• Given problem:
Could you return every line of the listing below, unchanged?

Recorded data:
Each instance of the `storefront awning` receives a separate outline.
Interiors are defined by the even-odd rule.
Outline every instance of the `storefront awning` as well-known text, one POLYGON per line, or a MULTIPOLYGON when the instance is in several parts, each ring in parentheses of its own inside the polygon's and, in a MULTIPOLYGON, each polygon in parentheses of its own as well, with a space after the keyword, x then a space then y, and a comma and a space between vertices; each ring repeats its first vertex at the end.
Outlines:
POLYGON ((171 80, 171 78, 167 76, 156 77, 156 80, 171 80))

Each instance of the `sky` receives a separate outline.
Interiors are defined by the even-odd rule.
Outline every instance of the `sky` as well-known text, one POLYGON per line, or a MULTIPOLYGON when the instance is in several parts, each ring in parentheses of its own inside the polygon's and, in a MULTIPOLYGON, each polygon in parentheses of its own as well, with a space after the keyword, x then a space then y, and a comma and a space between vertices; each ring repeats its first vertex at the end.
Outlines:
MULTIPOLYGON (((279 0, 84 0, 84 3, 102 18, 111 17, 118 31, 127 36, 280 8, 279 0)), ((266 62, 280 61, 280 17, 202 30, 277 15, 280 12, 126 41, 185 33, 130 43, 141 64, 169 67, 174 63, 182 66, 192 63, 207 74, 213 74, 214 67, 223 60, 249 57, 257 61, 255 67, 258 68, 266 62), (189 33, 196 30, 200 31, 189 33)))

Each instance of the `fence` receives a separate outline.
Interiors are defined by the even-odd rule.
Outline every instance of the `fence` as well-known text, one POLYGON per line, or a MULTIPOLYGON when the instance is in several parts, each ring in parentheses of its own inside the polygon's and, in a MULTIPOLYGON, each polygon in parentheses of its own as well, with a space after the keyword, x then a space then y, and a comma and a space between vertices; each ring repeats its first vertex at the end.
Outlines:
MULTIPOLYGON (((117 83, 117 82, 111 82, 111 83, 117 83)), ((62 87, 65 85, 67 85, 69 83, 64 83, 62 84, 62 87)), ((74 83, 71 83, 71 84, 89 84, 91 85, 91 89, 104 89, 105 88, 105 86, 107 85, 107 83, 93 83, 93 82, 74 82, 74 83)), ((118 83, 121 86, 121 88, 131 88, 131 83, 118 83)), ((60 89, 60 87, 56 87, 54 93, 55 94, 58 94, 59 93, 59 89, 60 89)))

• Full output:
Each instance of the `storefront awning` receives a separate outline.
Interiors are defined by the even-odd rule.
Outline every instance of the `storefront awning` as well-known text, one POLYGON per line, or a MULTIPOLYGON when the instance is in several parts, each ring in parentheses of its own inside the polygon's and, in a MULTIPOLYGON, each polygon in parentheses of its own as well, with a space after the keyword, x then a space then y, and a comma and a space between vertices; each ring repeats its first vertex at the end.
Outlines:
POLYGON ((171 80, 171 78, 167 76, 156 77, 156 80, 171 80))

Each instance of the `sky` receives a separate outline.
Interiors are defined by the even-odd rule.
Outline every instance of the `sky` as well-known text, one POLYGON per line, or a MULTIPOLYGON when the instance is in several parts, each ring in parentheses of its own inside the polygon's and, in a MULTIPOLYGON, each polygon in parentheses of its own as well, with a space after the keyword, x then a space then y, and a comma and a space between vertices; each ring repeats its first vertex at the end.
Outlines:
MULTIPOLYGON (((279 0, 84 0, 84 3, 102 18, 111 17, 118 31, 127 36, 280 8, 279 0)), ((266 62, 280 61, 280 17, 202 30, 277 15, 280 12, 126 41, 185 33, 130 43, 141 64, 169 67, 174 63, 182 66, 192 63, 207 74, 213 74, 214 67, 223 60, 249 57, 257 61, 255 67, 258 68, 266 62), (189 33, 196 30, 200 31, 189 33)))

Each instance of the `fence` receives a separate outline.
Interiors are defined by the even-odd rule.
Outline every instance of the `fence` as well-known text, one POLYGON per line, or a MULTIPOLYGON when the instance is in several parts, each ring in parentheses of its own inside the polygon's and, in a MULTIPOLYGON, each polygon in parentheses of its own as well, with a space after the keyword, x then a space then y, and a comma and a space between vertices; each ring repeats its first vertex at the end.
Outlines:
MULTIPOLYGON (((117 83, 117 82, 111 82, 111 83, 117 83)), ((62 87, 65 85, 67 85, 69 83, 64 83, 62 84, 62 87)), ((74 83, 71 83, 71 84, 89 84, 91 85, 91 89, 104 89, 105 88, 105 86, 107 85, 107 83, 93 83, 93 82, 74 82, 74 83)), ((118 83, 121 86, 121 88, 131 88, 131 83, 118 83)), ((60 89, 60 87, 56 87, 54 93, 55 94, 58 94, 59 93, 59 89, 60 89)))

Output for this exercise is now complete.